● Task to carry out:
Print the records below exactly, leaving out nothing.

[Extracted material — start]

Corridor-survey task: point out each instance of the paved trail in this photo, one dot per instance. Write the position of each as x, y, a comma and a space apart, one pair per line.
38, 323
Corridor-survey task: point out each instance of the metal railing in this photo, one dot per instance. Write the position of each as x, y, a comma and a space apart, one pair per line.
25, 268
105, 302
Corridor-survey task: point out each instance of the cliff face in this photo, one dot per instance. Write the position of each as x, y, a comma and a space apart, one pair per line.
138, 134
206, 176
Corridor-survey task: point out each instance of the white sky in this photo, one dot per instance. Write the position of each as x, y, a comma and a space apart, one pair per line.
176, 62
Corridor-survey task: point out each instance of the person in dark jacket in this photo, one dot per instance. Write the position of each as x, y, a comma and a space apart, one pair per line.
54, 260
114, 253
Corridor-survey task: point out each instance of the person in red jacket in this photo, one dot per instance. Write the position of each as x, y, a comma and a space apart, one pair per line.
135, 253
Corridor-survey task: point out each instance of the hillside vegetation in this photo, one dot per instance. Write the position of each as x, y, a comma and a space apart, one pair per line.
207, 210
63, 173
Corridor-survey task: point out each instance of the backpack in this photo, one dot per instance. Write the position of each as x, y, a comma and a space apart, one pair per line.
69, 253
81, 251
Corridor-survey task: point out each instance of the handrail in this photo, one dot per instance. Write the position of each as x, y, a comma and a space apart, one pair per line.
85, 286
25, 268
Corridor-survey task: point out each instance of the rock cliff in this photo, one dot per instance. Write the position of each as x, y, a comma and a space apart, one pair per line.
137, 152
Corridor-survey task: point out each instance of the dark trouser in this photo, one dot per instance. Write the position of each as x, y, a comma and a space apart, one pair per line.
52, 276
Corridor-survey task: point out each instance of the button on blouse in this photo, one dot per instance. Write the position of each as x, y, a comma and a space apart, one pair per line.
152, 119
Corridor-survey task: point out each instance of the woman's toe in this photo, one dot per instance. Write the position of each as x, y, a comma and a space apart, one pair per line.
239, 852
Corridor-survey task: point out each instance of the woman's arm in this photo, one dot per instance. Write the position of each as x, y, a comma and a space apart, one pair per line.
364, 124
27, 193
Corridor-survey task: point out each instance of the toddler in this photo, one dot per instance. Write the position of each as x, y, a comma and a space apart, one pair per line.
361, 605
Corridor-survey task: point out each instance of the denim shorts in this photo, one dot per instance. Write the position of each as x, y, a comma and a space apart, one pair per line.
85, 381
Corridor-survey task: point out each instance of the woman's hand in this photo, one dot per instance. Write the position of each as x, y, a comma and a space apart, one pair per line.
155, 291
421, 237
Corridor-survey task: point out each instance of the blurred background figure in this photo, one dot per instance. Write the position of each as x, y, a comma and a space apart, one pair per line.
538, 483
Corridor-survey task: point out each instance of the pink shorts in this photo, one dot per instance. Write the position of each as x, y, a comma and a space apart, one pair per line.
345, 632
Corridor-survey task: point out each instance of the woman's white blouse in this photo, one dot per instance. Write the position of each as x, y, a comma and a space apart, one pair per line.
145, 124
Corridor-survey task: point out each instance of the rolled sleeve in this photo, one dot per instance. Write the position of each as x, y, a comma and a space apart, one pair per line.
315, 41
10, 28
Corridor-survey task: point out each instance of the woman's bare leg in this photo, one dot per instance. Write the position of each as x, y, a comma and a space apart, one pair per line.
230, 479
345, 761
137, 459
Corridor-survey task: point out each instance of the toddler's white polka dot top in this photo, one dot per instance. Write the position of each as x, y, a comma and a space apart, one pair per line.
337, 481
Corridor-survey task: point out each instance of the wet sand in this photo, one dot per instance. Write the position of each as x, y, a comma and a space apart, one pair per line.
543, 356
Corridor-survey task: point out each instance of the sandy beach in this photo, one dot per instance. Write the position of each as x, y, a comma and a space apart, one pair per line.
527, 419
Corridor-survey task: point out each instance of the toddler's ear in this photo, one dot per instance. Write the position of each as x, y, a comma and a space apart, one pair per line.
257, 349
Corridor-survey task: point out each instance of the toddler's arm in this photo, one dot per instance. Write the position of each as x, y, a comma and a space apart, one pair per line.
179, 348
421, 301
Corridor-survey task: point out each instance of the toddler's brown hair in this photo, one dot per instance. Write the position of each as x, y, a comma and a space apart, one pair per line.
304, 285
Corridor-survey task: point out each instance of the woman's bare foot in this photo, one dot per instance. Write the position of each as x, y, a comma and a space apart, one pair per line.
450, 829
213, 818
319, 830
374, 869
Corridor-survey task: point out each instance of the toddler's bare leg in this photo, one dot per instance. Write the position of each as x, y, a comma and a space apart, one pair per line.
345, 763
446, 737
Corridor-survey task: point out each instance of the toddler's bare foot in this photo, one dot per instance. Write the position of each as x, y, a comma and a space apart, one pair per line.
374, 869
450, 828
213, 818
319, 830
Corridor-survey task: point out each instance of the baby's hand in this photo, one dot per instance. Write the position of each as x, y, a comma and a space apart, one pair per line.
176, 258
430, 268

[Extracted material — finish]

● Response for this exercise:
Corridor-survey task: point out each instance of the paved trail in this photo, one dot per instance. Write the position of each as x, y, a comma and a space apart, one pair per line.
38, 323
Corridor-survey task: point out each instance of the metal railing in this photo, one dot per instance. Write the position of each as x, y, a comma and a space apart, one pair per line.
25, 268
105, 302
Corridor-survey task: point out each instance of the cliff face in this photo, one dot per instance. Write the position of each as x, y, a comma and a space apart, one pair per line.
138, 134
206, 176
Corridor-survey task: point out each instance of the white sky in this photo, one dot per instance. Write the position of each as x, y, a comma and a space apart, one pair per line.
176, 62
Corridor-survey task: point out each instance of the person in dark jacket in this photo, one dot per instance. Write the position of each as x, y, a comma and a space apart, one pair per line.
54, 260
114, 253
Corridor-survey task: point out each instance of the person in red jacket in this photo, one dot per instance. Write the position of each as x, y, a comma and a space apart, one pair per line.
135, 253
Corridor-survey task: point out each instance of the hillside vegetation in this photo, one dot per instance. Write the position of each as x, y, a comma and a space apart, one pair per line.
207, 210
63, 173
Corridor-survey task: point out each instance of the backpack in this photo, one dot per instance. Write the position of each as x, y, a comma and a space apart, one pair per line.
69, 253
81, 251
Corridor-survey task: point out each instance of the handrail in this photo, one dot per instance. Write the position of each as x, y, a comma and a space apart, one pair per line.
85, 286
25, 268
Corridor-survey task: point out each instance of the rock cliff in this photo, one dot per instance. Write the position of each as x, y, a comma and a space apart, one pair per line.
137, 152
Corridor-survey task: point out each instance of the dark trouser in this photo, one dot per instance. Write the position of each as x, y, a comma and a space apart, one pair per line.
52, 276
Corridor-survey task: point out each instance of the button on blouse in this photo, one dot per instance. Write the position of each as x, y, a comma and a space apart, one pair per line.
152, 119
Corridor-survey task: point out each instance of the woman's toe in this photo, one dot per instance. Write the position of each as x, y, a comma and a space apart, one pair per line.
239, 852
Corridor-survey task: point out each instance of the woman's arm in this photo, one dot per instance. Write the position of each as x, y, a comma and a space apart, one pair per line.
364, 124
27, 193
Corridor-survey task: point out each instance of the toddler in this photo, one dot per instance. Write the position of each as x, y, a comma and a space apart, one pair per line.
361, 605
Corridor-survey task: point out each instance of the denim shorts in this photo, one dot per instance. Write the position of each as x, y, a comma and a space apart, one pair per line.
85, 381
Corridor-survey task: point out each instance of the woman's hand in this photo, one dot per instance. Write the position of each as x, y, a comma and a space apart, one pair per line.
155, 291
421, 237
Corridor-survey task: point out each instance of the blurred background figure in this photo, one dot per instance. Write the position of each as x, y, a comma and a space apart, one pair per line.
538, 483
Corridor-survey task: point out each instance of the pink shorts in this photo, one dot per instance. Write the position of each as x, y, a comma and a space apart, one pair per line.
345, 632
Corridor-survey task: point out each instance of the woman's white blouse in this photo, one dot per instance. Write the position of each as x, y, a comma and a space apart, one pair per line.
145, 124
Corridor-survey task: point out each instance of the rolled sleeve in this photo, one dot per instance. Write the position of each as x, y, a comma and a space apart, one pair per line.
315, 41
10, 28
Corridor-survey task: point out each instance of the woman's bare leg in this photo, one dot per instance. Write the position of each as x, y, a comma and a space apart, one pair per line.
230, 479
345, 761
137, 459
Corridor-survey task: point out each instance of the toddler's white polka dot top in this photo, one dot per instance. Write the position of each as x, y, a comma and a space apart, one pair per line.
337, 481
Corridor-survey task: point out each instance of the wet sand in this photo, one dot per instance. Write the position of each as x, y, a comma and a space apart, one pair per line.
543, 356
Corridor-survey task: point out each instance of the sandy beach in this photo, one dot per instance. Write the position of each as x, y, a comma and a space apart, one pair per line.
527, 419
Corridor-survey task: point out each instance of the toddler's ear in this photo, one dot per instance. Write the position of each as x, y, a comma and a space apart, one pair per line.
257, 349
Corridor-survey task: point out each instance of the toddler's arm in this photo, one dot per instance. Write the position of each as x, y, a comma and a space apart, one pair per line.
179, 348
421, 301
Corridor-survey task: point out each instance of the toddler's brown hair in this photo, one dot per instance. Write the position of each as x, y, a comma and a space apart, one pair per line.
304, 285
Corridor-survey task: point out each instance of the woman's bare foot in this photo, one dot per instance. Write the position of each as x, y, a comma and a space apart, one pair per line.
450, 829
213, 818
319, 830
374, 869
Corridor-survey task: point out each instance of the toddler's bare leg in this photo, one dot per instance. Write the position of each as x, y, a comma and a space apart, one pair per line.
345, 763
446, 737
Corridor-survey task: point out each instance of the toddler's bare foot in this photo, one dot per instance. Write the position of each as x, y, a comma and a space apart, one pair per line.
374, 869
450, 828
213, 818
319, 830
Corridor-survey task: point out each instance of the baby's hand in this photo, one dot per instance. Write the position of each as x, y, a comma and a space apart, one pair per line.
176, 258
430, 268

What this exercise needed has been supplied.